> [ZU PRÜFENDER TEXT]:
______________________________

„Ach, ist das schön“, sagt Tobias Günther, als er die Halle betritt und die vielen Menschen sieht, die bereits Platz genommen haben, Punsch trinken und Plätzchen naschen. Pfarrer Ralf Brennecke und er haben die Gäste kurz zuvor an den Eingangstüren persönlich begrüßt.
180 Drei-Gänge-Menüs sind vorbereitet und zum ersten Mal ist die alte Turn- und Festhalle komplett für die Gäste geöffnet. „Wir haben noch Platz für mehr Tische“, betont Brennecke von der Diakonie Bodensee Oberschwaben. Das Festmahl an Heiligabend hat er gemeinsam mit Günther von der Bruderhaus Diakonie, Codekan Reimar Krauß, der Bahnhofsmission, Naveed Malik mit seinem Catering und insgesamt 30 Ehrenamtlichen auf die Beine gestellt.

Ort der Begegnung an Heiligabend
An einem der Tische sitzt Peter Damm und wärmt sich die Hände an einem Becher. „Das ist Kinderpunsch, etwas Warmes tut gut“, erklärt er. 30 Minuten habe er draußen auf den Einlass gewartet: „Ich war extra eine halbe Stunde eher da, weil ich letztes Jahr kurz nach 16 Uhr da war und mich dann an einem Tisch dazuquetschen musste.“ Damm möchte Heiligabend nicht allein sein, aber mittig im Saal sei ihm auch zu viel Trubel. „Ich mag das Angebot und auch, dass es kleinere Tische sind, an denen man gemütlich zusammensitzen kann, maximal zu sechst“, sagt er. Zum dritten Mal sei er dieses Jahr hier.
Auch Nadia Ijovenka ist nicht zum ersten Mal bei diesem Essen. Sie stammt aus Cherson und ist vor dem Krieg aus der Ukraine geflüchtet; seit zwei Jahren lebt sie in Friedrichshafen. Sie hat zwei Bekannte mitgebracht, die ebenfalls aus der Ukraine stammen. „Es hat mir sehr gut gefallen letztes Jahr“, erklärt Ijovenka. „Es ist so freundlich, so schön hier. Daher habe ich gesagt: Kommt mit.“

Christa Dreer fällt an ihrem Tisch mit ihrer Schürze etwas auf. Sie gehört zu den ehrenamtlichen Helfern, die die Gäste an diesem Abend bewirten. Zu diesem besonderen Anlass werden alle an ihren Tischen bedient; mit Getränken, Plätzchen und Essen. „Ich sitze hier, weil ich die Gäste seit Jahren kenne“, erklärt Dreer. Seit 15 Jahren sei sie ehrenamtlich in der Bahnhofsmission aktiv, daher sehe sie viele bekannte Gesichter im Raum. „Ich bin verwitwet. Ich kann mir nichts Schöneres an Heiligabend vorstellen, als hier zu helfen“, sagt Dreer.

______________________________

(Daten aus einer Datenquelle)

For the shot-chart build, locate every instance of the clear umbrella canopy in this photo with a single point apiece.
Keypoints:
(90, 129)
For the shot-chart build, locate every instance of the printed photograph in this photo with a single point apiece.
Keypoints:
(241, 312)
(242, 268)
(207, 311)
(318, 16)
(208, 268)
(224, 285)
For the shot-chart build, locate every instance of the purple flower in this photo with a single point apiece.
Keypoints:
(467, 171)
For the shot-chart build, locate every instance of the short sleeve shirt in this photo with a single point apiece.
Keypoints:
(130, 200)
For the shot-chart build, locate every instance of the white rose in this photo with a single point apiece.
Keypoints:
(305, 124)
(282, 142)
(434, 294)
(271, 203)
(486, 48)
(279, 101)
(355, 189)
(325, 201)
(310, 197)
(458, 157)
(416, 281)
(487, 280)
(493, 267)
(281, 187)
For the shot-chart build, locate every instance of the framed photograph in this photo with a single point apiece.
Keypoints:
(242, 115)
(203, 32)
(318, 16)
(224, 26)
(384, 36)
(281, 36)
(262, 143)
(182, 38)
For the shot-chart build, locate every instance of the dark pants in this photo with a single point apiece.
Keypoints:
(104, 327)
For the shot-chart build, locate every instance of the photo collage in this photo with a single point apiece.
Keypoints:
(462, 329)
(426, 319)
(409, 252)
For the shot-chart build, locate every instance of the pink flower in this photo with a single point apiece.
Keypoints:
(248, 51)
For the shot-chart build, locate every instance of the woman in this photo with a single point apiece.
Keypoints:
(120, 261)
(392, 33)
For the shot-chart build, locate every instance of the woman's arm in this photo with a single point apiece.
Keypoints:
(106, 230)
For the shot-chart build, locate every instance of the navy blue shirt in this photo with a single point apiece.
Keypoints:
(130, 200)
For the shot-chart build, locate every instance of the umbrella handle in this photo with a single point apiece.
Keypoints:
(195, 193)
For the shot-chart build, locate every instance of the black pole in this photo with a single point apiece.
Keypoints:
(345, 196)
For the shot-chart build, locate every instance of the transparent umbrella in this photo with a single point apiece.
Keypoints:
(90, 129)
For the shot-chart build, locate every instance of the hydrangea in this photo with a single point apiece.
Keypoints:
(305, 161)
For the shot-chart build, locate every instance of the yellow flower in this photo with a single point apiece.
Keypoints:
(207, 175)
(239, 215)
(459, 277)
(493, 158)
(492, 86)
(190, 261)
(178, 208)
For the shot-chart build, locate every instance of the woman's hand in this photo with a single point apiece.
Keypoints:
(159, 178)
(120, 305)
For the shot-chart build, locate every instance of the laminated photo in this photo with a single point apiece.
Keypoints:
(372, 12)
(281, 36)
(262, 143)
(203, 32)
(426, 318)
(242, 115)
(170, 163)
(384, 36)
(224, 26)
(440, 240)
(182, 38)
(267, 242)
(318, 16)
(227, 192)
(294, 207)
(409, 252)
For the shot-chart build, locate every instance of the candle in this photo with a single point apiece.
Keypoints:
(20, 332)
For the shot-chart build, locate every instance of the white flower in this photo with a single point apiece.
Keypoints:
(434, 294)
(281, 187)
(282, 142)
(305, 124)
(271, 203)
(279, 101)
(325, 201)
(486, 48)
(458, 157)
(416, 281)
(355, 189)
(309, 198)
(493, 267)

______________________________

> [ZU ERLEDIGEN 1]: Zitieren Sie aus dem Text über das Heiligabendessen wörtlich die Stelle von „180 Drei-Gänge-Menüs sind“ bis „die Beine gestellt.“.
> [ZU ERLEDIGEN 2]:
Beantworten Sie anhand des Textes über das Heiligabendessen:
(a) Wie viele Drei-Gänge-Menüs sind vorbereitet?
(b) Wie lange hat Peter Damm draußen auf den Einlass gewartet?
(c) Seit wie vielen Jahren ist Christa Dreer ehrenamtlich in der Bahnhofsmission aktiv?
> [ZU ERLEDIGEN 3]: Führen Sie den Text über das Heiligabendessen im Anschluss an seinen letzten Satz weiter.
Diese Daten stammen aus einer anderen Quelle.

> [ANTWORT 1]:
180 Drei-Gänge-Menüs sind vorbereitet und zum ersten Mal ist die alte Turn- und Festhalle komplett für die Gäste geöffnet. „Wir haben noch Platz für mehr Tische“, betont Brennecke von der Diakonie Bodensee Oberschwaben. Das Festmahl an Heiligabend hat er gemeinsam mit Günther von der Bruderhaus Diakonie, Codekan Reimar Krauß, der Bahnhofsmission, Naveed Malik mit seinem Catering und insgesamt 30 Ehrenamtlichen auf die Beine gestellt.

> [ANTWORT 2]:
(a) 180
(b) 30 Minuten
(c) Seit 15 Jahren

> [ANTWORT 3]:
Dann wird die Helferin durch das nächste Weihnachtslied unterbrochen, das gemeinsam angestimmt wird. An der Geige begleitet zum zweiten Mal Katrin Bünger. Sie würde gern daran mitarbeiten, dass das Angebot für alle an Heiligabend zur Tradition wird. „Geld ist nicht alles im Leben, das Zwischenmenschliche zählt“, sagt Bünger. Es sei generell ihre Art, Menschen aufzumuntern. Zum Essen in der Festhalle hat sie eine Freundin mitgebracht, die nun spontan als Helferin mit anpackt.
Erstmals dabei ist Sebastian Dix, der mit Gitarre den gemeinsamen Gesang begleitet. Kurzzeitig ist er auch als Vertreter des Stadtwerks am See gefragt. Tobias Günther möchte darauf hinweisen, dass Dix ihnen eine Weihnachtsspende von Südweststrom verschafft hat.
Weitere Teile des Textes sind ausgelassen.